**Written task**
Please return the full listing below without altering anything.

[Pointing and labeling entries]
----

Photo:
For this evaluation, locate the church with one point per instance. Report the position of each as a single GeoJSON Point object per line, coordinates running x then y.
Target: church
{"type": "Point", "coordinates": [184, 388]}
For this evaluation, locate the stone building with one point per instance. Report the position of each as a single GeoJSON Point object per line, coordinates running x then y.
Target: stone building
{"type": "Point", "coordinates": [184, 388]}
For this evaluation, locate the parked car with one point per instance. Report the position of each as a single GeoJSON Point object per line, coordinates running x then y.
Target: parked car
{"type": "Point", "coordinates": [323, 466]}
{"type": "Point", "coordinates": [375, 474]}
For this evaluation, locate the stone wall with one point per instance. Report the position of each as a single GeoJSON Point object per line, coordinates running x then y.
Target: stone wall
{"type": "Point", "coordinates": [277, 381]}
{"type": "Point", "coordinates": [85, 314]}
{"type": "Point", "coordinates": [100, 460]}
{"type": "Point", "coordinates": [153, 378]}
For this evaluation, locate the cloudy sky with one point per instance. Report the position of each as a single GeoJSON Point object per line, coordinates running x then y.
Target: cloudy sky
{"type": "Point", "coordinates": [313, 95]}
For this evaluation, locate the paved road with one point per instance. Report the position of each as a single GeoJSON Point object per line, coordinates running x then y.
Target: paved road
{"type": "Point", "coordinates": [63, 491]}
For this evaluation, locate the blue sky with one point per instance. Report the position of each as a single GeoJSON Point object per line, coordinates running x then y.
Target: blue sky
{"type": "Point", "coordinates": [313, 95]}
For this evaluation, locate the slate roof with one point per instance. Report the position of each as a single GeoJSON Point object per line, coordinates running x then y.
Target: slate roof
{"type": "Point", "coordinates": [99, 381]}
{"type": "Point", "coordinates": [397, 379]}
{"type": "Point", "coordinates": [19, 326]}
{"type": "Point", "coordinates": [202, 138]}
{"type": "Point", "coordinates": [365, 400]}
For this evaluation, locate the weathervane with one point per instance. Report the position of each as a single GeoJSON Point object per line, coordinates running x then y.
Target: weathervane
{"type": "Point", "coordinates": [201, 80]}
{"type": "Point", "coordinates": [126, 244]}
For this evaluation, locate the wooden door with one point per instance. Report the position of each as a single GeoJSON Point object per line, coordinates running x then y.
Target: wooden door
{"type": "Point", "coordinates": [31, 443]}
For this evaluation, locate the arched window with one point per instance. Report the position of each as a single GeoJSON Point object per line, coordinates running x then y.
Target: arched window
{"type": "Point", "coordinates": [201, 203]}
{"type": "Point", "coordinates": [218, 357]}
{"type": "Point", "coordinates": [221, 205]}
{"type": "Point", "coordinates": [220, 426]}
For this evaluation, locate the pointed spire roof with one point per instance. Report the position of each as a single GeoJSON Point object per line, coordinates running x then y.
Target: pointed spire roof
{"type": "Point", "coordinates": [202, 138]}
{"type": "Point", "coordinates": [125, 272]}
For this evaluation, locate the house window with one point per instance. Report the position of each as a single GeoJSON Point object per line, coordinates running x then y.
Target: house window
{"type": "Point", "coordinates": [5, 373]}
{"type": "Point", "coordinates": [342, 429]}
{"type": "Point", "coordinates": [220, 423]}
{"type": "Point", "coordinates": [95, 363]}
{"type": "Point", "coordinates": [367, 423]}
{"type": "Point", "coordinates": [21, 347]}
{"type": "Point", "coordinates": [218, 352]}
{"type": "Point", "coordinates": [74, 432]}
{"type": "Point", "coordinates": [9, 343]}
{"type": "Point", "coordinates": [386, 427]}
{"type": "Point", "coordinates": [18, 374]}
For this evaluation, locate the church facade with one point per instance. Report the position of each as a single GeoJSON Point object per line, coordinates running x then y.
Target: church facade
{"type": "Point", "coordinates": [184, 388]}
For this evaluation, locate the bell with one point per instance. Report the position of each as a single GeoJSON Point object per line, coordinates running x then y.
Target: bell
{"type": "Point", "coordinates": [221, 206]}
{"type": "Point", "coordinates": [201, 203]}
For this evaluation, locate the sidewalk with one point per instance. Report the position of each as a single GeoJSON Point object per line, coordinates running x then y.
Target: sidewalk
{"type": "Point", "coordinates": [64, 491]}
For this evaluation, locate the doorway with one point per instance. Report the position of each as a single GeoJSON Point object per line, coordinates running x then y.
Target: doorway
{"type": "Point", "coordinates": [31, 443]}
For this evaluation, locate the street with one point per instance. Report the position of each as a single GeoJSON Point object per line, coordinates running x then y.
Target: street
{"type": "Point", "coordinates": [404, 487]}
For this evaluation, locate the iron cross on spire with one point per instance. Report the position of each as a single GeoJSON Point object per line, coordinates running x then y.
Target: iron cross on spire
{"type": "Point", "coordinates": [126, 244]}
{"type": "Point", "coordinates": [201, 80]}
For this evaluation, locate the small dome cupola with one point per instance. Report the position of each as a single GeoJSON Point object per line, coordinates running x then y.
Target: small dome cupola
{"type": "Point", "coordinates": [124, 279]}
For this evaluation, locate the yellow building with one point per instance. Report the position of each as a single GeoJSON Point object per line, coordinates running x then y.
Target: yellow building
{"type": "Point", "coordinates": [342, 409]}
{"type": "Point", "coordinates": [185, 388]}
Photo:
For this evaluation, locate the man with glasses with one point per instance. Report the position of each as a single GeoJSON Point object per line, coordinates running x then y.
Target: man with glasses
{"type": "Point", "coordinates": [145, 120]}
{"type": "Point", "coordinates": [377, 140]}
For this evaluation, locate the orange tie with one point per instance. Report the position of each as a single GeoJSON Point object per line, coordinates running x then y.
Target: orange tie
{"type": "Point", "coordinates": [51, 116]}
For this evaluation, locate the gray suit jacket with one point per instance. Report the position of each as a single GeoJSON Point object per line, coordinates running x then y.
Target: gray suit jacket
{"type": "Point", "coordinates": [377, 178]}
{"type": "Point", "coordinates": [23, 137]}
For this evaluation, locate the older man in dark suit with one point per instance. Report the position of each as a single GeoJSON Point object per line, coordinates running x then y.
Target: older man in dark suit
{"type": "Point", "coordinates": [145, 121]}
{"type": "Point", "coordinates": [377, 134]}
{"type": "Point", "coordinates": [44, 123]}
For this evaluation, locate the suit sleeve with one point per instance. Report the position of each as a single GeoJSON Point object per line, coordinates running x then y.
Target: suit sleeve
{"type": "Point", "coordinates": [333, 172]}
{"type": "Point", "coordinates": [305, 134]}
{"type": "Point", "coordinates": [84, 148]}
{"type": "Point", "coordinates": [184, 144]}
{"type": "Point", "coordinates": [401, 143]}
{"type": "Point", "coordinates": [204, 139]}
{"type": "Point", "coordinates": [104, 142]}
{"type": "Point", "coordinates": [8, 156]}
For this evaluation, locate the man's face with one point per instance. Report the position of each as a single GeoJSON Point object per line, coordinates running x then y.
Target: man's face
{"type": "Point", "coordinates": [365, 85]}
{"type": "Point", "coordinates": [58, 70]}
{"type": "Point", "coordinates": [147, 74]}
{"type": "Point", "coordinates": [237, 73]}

----

**Output below**
Photo:
For this evaluation, locate the church with one point per instance. Report the position of each as a single GeoJSON Point object per line, coordinates running x then y.
Target: church
{"type": "Point", "coordinates": [184, 388]}
For this evaluation, locate the stone building with one point per instance. Report the position of each as a single GeoJSON Point object per line, coordinates running x then y.
Target: stone building
{"type": "Point", "coordinates": [184, 388]}
For this evaluation, locate the parked car with one point per instance. Report the position of each as a single GeoJSON Point object per line, coordinates running x then y.
Target: parked car
{"type": "Point", "coordinates": [323, 466]}
{"type": "Point", "coordinates": [375, 474]}
For this evaluation, locate the stone wall with one point per instance. Report the position of each as a single GeoJSON Point object per line, coordinates running x then y.
Target: stone wall
{"type": "Point", "coordinates": [277, 381]}
{"type": "Point", "coordinates": [85, 314]}
{"type": "Point", "coordinates": [100, 460]}
{"type": "Point", "coordinates": [153, 378]}
For this evaluation, locate the cloudy sky with one point per instance. Report the position of each as a single GeoJSON Point object per line, coordinates running x then y.
Target: cloudy sky
{"type": "Point", "coordinates": [313, 95]}
For this evaluation, locate the paved road with one point per instance. Report the position of each as a single GeoJSON Point object per line, coordinates running x then y.
Target: paved road
{"type": "Point", "coordinates": [63, 491]}
For this evaluation, locate the blue sky with one point per instance. Report the position of each as a single GeoJSON Point object per line, coordinates running x then y.
Target: blue sky
{"type": "Point", "coordinates": [313, 95]}
For this evaluation, locate the slate roof with one point per instance. Report the position of each as a single GeoJSON Point object per line, coordinates running x then y.
Target: slate roof
{"type": "Point", "coordinates": [99, 381]}
{"type": "Point", "coordinates": [397, 379]}
{"type": "Point", "coordinates": [19, 326]}
{"type": "Point", "coordinates": [202, 138]}
{"type": "Point", "coordinates": [365, 400]}
For this evaluation, locate the weathervane with one point per instance. Report the position of each as a single GeoJSON Point object per line, coordinates running x then y.
Target: weathervane
{"type": "Point", "coordinates": [201, 80]}
{"type": "Point", "coordinates": [126, 244]}
For this evaluation, locate the wooden door with one point per instance. Report the position of each as a single GeoJSON Point object per line, coordinates running x then y.
Target: wooden door
{"type": "Point", "coordinates": [31, 443]}
For this evaluation, locate the arched window with one point per instance. Report the position of each as a single GeoJSON Point object per line, coordinates running x then y.
Target: arched window
{"type": "Point", "coordinates": [201, 203]}
{"type": "Point", "coordinates": [218, 357]}
{"type": "Point", "coordinates": [221, 205]}
{"type": "Point", "coordinates": [220, 426]}
For this evaluation, locate the pointed spire roof with one point per instance. Report the position of each as a single GeoJSON Point object per line, coordinates running x then y.
Target: pointed spire roof
{"type": "Point", "coordinates": [202, 138]}
{"type": "Point", "coordinates": [125, 272]}
For this evaluation, locate the house window with one point per instance. Report the position of each as a single GeoJSON Point object per line, coordinates running x then y.
Target: house window
{"type": "Point", "coordinates": [5, 373]}
{"type": "Point", "coordinates": [342, 429]}
{"type": "Point", "coordinates": [220, 423]}
{"type": "Point", "coordinates": [95, 363]}
{"type": "Point", "coordinates": [367, 423]}
{"type": "Point", "coordinates": [21, 347]}
{"type": "Point", "coordinates": [218, 352]}
{"type": "Point", "coordinates": [74, 432]}
{"type": "Point", "coordinates": [9, 343]}
{"type": "Point", "coordinates": [386, 427]}
{"type": "Point", "coordinates": [18, 374]}
For this evaluation, locate the church facade with one point per instance. Report the position of each as a single GeoJSON Point object per line, coordinates running x then y.
Target: church facade
{"type": "Point", "coordinates": [184, 388]}
For this evaluation, locate the bell with one point per instance. Report the position of each as a single GeoJSON Point object per line, coordinates running x then y.
Target: bell
{"type": "Point", "coordinates": [221, 206]}
{"type": "Point", "coordinates": [201, 203]}
For this evaluation, locate the sidewalk with one point per instance. Report the position of each as a single GeoJSON Point object per line, coordinates running x then y.
Target: sidewalk
{"type": "Point", "coordinates": [64, 491]}
For this evaluation, locate the doorway with one point per instance. Report the position of each as a single GeoJSON Point object per line, coordinates running x then y.
Target: doorway
{"type": "Point", "coordinates": [31, 443]}
For this evaluation, locate the street with one point per instance. Report the position of each as a single GeoJSON Point object per line, coordinates running x then y.
Target: street
{"type": "Point", "coordinates": [404, 487]}
For this evaluation, locate the iron cross on spire with one point per instance. Report the position of each as a single GeoJSON Point object per line, coordinates running x then y.
Target: iron cross on spire
{"type": "Point", "coordinates": [126, 244]}
{"type": "Point", "coordinates": [201, 80]}
For this evaluation, locate the small dome cupola with one point per instance. Report the position of each as a single GeoJSON Point object per line, coordinates running x then y.
Target: small dome cupola
{"type": "Point", "coordinates": [124, 279]}
For this evaluation, locate the yellow building with one point per instance. Report the position of each as a single GeoJSON Point object per line, coordinates running x then y.
Target: yellow building
{"type": "Point", "coordinates": [342, 409]}
{"type": "Point", "coordinates": [185, 388]}
Photo:
For this evaluation, locate the man with glasses with one point per instance. Report the position of each as a single GeoJSON Point object per line, coordinates running x then y.
Target: man with glasses
{"type": "Point", "coordinates": [145, 120]}
{"type": "Point", "coordinates": [377, 140]}
For this evaluation, locate the orange tie with one point per instance. Report the position of each as a single GeoJSON Point object per line, coordinates running x then y.
Target: orange tie
{"type": "Point", "coordinates": [51, 116]}
For this evaluation, locate the gray suit jacket with one point per instance. Report the position of each as a single GeoJSON Point object per line, coordinates running x then y.
Target: gray suit jacket
{"type": "Point", "coordinates": [377, 178]}
{"type": "Point", "coordinates": [23, 137]}
For this evaluation, locate the older man in dark suit with one point per instance. Report the position of each as a single GeoJSON Point object per line, coordinates running x then y.
Target: older man in dark suit
{"type": "Point", "coordinates": [145, 121]}
{"type": "Point", "coordinates": [377, 134]}
{"type": "Point", "coordinates": [44, 123]}
For this evaluation, locate the suit sleeve with one point per instance. Report the position of each as a single GeoJSON Point object per line, coordinates running x then y.
Target: suit sleeve
{"type": "Point", "coordinates": [333, 172]}
{"type": "Point", "coordinates": [305, 134]}
{"type": "Point", "coordinates": [84, 148]}
{"type": "Point", "coordinates": [184, 144]}
{"type": "Point", "coordinates": [401, 143]}
{"type": "Point", "coordinates": [204, 139]}
{"type": "Point", "coordinates": [104, 142]}
{"type": "Point", "coordinates": [8, 156]}
For this evaluation, locate the man's face with one point per instance. Report the position of each as a single GeoJSON Point object per line, coordinates running x then y.
Target: man's face
{"type": "Point", "coordinates": [365, 85]}
{"type": "Point", "coordinates": [58, 70]}
{"type": "Point", "coordinates": [147, 74]}
{"type": "Point", "coordinates": [237, 73]}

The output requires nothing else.